— START OF Data rows —

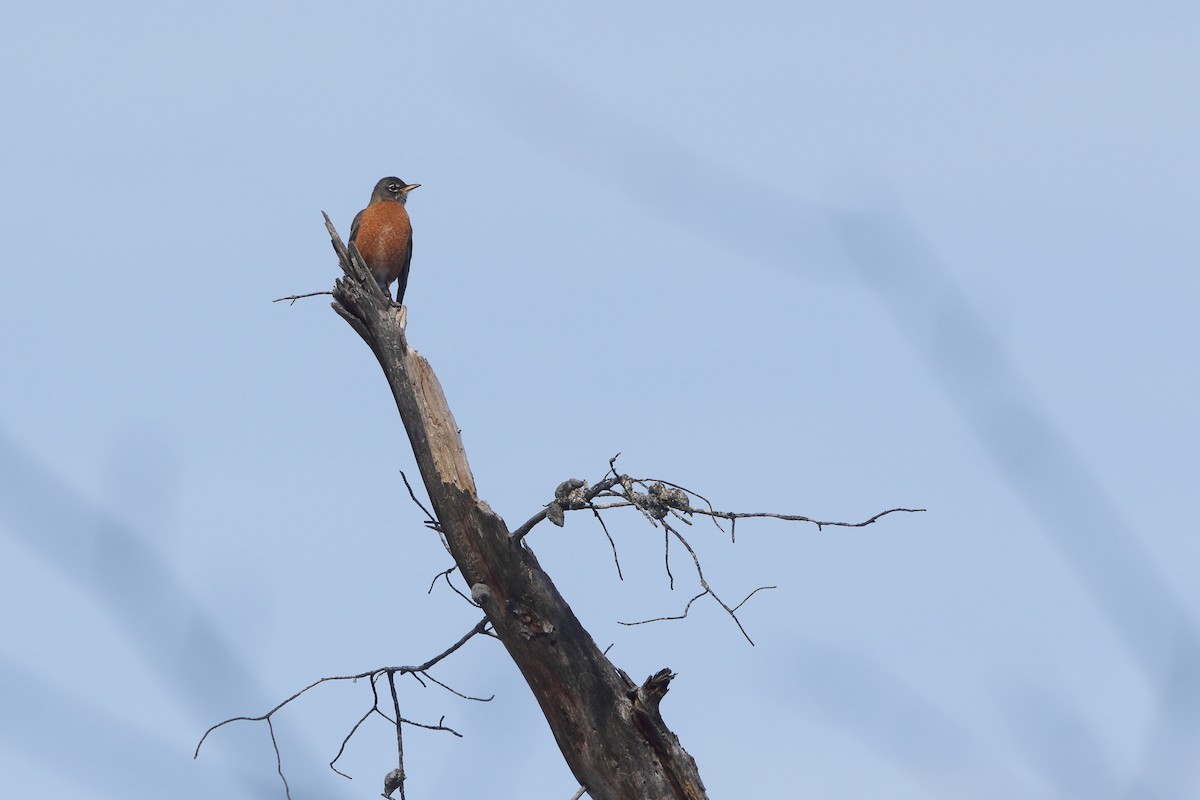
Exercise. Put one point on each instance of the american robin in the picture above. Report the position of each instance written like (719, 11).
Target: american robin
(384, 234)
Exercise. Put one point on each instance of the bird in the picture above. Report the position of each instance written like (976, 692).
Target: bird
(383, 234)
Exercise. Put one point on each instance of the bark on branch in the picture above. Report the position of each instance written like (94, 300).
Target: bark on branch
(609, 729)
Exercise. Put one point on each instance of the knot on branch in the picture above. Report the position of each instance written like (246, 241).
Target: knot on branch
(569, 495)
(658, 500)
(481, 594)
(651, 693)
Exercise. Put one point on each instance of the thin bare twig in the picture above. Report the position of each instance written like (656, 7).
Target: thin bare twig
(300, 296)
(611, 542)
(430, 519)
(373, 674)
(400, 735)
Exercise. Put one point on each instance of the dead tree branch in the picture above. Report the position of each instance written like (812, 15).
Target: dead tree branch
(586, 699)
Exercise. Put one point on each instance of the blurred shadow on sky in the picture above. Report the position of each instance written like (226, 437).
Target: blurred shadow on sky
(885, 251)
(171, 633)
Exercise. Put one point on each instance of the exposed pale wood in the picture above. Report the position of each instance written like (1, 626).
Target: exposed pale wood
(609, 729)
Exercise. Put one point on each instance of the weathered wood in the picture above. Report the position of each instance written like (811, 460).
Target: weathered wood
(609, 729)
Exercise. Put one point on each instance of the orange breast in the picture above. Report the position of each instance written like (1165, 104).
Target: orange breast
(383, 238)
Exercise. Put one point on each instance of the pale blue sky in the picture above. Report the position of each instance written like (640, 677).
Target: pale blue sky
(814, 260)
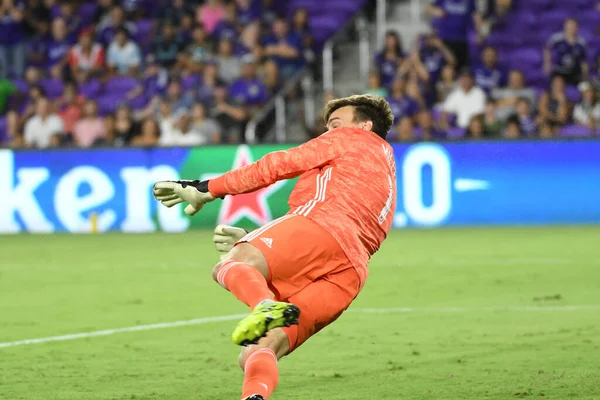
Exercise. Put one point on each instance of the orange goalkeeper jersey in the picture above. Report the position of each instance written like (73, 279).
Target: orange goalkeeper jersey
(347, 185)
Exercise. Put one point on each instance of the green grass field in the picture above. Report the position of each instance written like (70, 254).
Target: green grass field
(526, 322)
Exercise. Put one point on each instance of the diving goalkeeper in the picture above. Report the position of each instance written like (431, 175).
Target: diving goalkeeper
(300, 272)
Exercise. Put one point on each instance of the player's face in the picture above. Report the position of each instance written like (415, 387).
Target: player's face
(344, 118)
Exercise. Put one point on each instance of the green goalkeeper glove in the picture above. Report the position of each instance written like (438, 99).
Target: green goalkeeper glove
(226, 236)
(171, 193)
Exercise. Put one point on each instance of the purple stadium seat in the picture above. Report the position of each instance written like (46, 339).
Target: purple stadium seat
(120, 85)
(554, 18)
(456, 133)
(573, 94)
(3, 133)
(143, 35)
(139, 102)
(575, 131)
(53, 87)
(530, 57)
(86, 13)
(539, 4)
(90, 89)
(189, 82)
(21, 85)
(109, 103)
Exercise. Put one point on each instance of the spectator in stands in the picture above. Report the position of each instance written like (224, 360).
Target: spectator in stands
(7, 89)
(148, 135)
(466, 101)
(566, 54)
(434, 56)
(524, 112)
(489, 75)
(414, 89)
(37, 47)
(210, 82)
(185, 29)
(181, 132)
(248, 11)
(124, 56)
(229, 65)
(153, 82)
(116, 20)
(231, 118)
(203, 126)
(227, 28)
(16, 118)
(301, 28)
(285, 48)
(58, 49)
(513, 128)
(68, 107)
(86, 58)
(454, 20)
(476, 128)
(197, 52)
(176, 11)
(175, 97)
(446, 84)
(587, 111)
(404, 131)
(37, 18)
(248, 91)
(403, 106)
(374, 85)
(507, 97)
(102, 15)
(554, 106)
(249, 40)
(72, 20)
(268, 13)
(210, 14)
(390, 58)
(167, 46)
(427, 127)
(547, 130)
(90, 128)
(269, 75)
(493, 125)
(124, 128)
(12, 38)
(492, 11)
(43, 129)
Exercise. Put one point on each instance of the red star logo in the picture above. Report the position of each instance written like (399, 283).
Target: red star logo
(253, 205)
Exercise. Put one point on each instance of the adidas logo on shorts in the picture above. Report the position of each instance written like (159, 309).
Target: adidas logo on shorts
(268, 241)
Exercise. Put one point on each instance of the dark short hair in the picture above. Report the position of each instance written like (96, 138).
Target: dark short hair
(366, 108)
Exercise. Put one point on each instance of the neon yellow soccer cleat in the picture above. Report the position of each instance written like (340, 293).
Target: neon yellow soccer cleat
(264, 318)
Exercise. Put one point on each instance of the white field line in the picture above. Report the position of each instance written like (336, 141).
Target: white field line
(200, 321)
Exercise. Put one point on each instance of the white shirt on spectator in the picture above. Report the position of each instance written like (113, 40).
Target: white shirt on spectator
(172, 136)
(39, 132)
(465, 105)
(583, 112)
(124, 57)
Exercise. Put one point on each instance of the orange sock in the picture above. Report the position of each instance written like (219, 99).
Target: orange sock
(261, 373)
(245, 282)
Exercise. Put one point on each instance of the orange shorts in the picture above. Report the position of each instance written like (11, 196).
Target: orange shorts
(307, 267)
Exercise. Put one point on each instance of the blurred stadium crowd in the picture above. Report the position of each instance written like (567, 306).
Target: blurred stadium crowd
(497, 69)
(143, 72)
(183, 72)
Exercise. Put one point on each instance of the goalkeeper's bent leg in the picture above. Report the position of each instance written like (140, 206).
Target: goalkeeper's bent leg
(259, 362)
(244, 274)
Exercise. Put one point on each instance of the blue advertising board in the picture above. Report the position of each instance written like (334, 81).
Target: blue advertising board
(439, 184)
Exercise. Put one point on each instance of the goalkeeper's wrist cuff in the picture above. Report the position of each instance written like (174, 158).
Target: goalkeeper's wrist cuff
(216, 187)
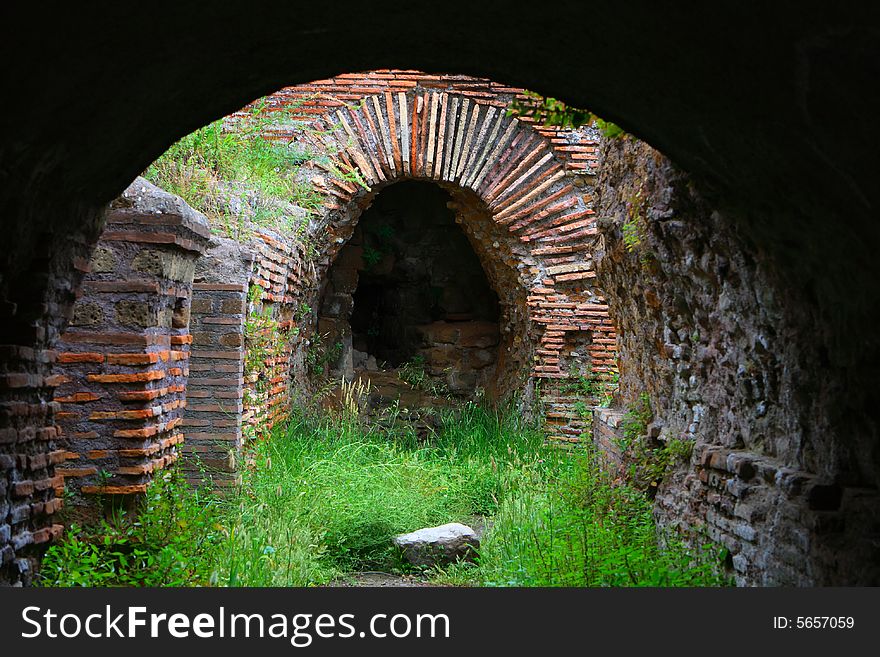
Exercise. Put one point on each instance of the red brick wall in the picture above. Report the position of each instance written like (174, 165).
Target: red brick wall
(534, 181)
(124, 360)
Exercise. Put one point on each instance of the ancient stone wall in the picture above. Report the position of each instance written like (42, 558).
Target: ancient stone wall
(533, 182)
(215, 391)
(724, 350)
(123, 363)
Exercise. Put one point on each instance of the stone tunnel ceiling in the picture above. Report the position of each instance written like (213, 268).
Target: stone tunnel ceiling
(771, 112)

— END OF Data rows —

Reproduce the material in its entirety and word for word, without the pictures.

Exercise. Put one point on each instance of the american robin in the picture above. Report the position of each instance written like (719, 11).
Target: american robin
(384, 234)
Exercise. Put one point on each instance of the bird in the picture above. Report the position of each instance written like (976, 692).
Target: bird
(383, 234)
Exercise. Put one point on each instance of the bark on branch in the picture above. Report the position of each instance written like (94, 300).
Target: bark on branch
(609, 729)
Exercise. Put one point on each instance of the knot on branch in the picture above. Report the position of each instance written like (246, 241).
Target: knot on branch
(569, 495)
(658, 500)
(481, 594)
(651, 693)
Exercise. Put one point on each instance of the thin bare twig in the picture above. Report the position of each instance written like (656, 7).
Target: thin bare twig
(300, 296)
(611, 542)
(430, 519)
(373, 674)
(400, 735)
Exercise. Put one point on each instance of the dead tree branch in the picture above. Report the position of each instance written like (812, 15).
Target: dead tree branch
(586, 699)
Exercise. Put one point on each instance of the blurred shadow on sky in the picture above. Report the position of each instance written like (226, 437).
Target: blurred shadow on sky
(885, 251)
(171, 633)
Exercise. Put one point on each instance of the exposed pale wood in the picture above. Report the position of each instance written like (1, 626).
Target: exposed pale wood
(609, 729)
Exercise. Put one point on each instance of the weathered wood in the picture above. Report the position of each instance written like (811, 460).
Target: weathered wood
(609, 729)
Exercise. Put one point on each instance of the orange breast in the picture above. Report the position of each instance written like (1165, 104).
Target: orange breast
(383, 238)
Exercise. Put one point on each instance of the pale blue sky in the picture above. Report the position of each instance written like (640, 677).
Target: pale blue sky
(814, 260)
Exercise. Put one point on each instance of the orange goalkeeper jersey in the picture above. Report the position of each instance written like (73, 279).
Target: orange goalkeeper jersey
(347, 185)
Exercise. Put one point on each instance of the green grass field in the picture above. Report the position of each instance written like (70, 254).
Target: green grass field
(526, 322)
Exercise. Put one point on each instance of the diving goalkeeper in the picture above. Report the position of each instance written like (431, 175).
Target: diving goalkeeper
(300, 272)
Exercise. Put one point on each instance of the player's face in the picture above. Report the position of each instance written like (415, 387).
Target: player's face
(344, 118)
Exercise. Put one point on each instance of the green goalkeeper glove in the picture above. Report the position of each instance written like (438, 99).
Target: green goalkeeper glove
(226, 236)
(171, 193)
Exercise. Put one point on each instance of the purple stadium seat in the picture above. Report the position of each instance written like (46, 339).
Target: purple stadium seat
(120, 85)
(554, 18)
(456, 133)
(573, 94)
(3, 133)
(143, 35)
(139, 102)
(575, 131)
(53, 87)
(530, 57)
(86, 13)
(539, 4)
(90, 89)
(189, 82)
(21, 85)
(109, 103)
Exercise. Put one point on each instance of the spectator in stands in the picture above. Report the position of each instance written like (224, 360).
Target: spectator in stands
(7, 89)
(148, 135)
(466, 101)
(566, 54)
(434, 56)
(524, 112)
(489, 75)
(414, 89)
(37, 47)
(210, 82)
(185, 29)
(181, 132)
(248, 11)
(124, 56)
(229, 65)
(153, 82)
(116, 20)
(231, 118)
(203, 126)
(227, 28)
(16, 118)
(301, 28)
(285, 48)
(58, 49)
(513, 128)
(68, 107)
(86, 58)
(454, 20)
(476, 128)
(197, 52)
(176, 11)
(175, 97)
(446, 84)
(587, 111)
(404, 131)
(37, 18)
(248, 91)
(403, 106)
(374, 85)
(507, 97)
(102, 15)
(554, 106)
(249, 40)
(72, 20)
(268, 13)
(210, 14)
(390, 58)
(167, 46)
(427, 127)
(547, 130)
(90, 128)
(269, 75)
(493, 125)
(124, 128)
(12, 38)
(492, 11)
(43, 129)
Exercise. Put one point on each instance of the red star logo in the picture above. Report the position of each instance written like (399, 283).
Target: red star logo
(253, 205)
Exercise. Put one point on each instance of the adidas logo on shorts in the picture above. Report the position of each instance written like (159, 309).
Target: adidas logo on shorts
(268, 241)
Exercise. Put one point on each instance of the dark short hair in the picture above. Report the position of each instance written like (96, 138).
Target: dark short hair
(366, 108)
Exercise. Put one point on each instance of the neon yellow soccer cleat in the picture above. Report the position of each instance written like (340, 293).
Target: neon yellow soccer cleat
(264, 318)
Exercise. Put one point on each instance of the white field line in the picture above. Report the position of each instance written like (336, 141).
Target: white field line
(200, 321)
Exercise. Put one point on each instance of the white shirt on spectator in the picture above. Report the position of each instance written like (113, 40).
Target: white shirt on spectator
(172, 136)
(39, 132)
(465, 105)
(583, 112)
(124, 57)
Exercise. Put one point on each instance of the orange sock in the picture above. Report the position of each instance written like (219, 99).
Target: orange sock
(261, 373)
(245, 282)
Exercise. Put one point on each instance of the orange shorts in the picture above. Report the position of each instance written like (11, 196).
Target: orange shorts
(307, 267)
Exercise. Put one point on each instance of the blurred stadium crowd in the picture above. Report the position of each instance written like (567, 306).
Target: blurred stadium crowd
(497, 69)
(143, 72)
(183, 72)
Exercise. Put one point on each instance of the goalkeeper's bent leg in the picture above. Report the position of each instance written like (140, 206).
Target: goalkeeper's bent leg
(259, 362)
(244, 274)
Exercise. Put one point on each instance of the blue advertising board in the picture above. Report the position of each instance written like (334, 81).
Target: blue advertising board
(439, 184)
Exercise. Put one point on each instance of the goalkeeper's wrist cuff in the picture above. Report the position of each instance written like (174, 158).
Target: goalkeeper's wrist cuff
(216, 187)
Exercise. Put one point on each instance of the red brick wall in the picture above. Report the position of each instance written like (174, 165).
Target: red brick wall
(534, 181)
(124, 360)
Exercise. Put one point on each instance of the ancient stone wall in the picture above. Report the position of each instance written like (42, 558).
Target: ancient stone wall
(533, 182)
(215, 391)
(724, 350)
(123, 363)
Exercise. Put one point on each instance of the stone tunnel ceiling in the picture above. Report the position of each instance written like (213, 268).
Target: stone tunnel ceiling
(771, 112)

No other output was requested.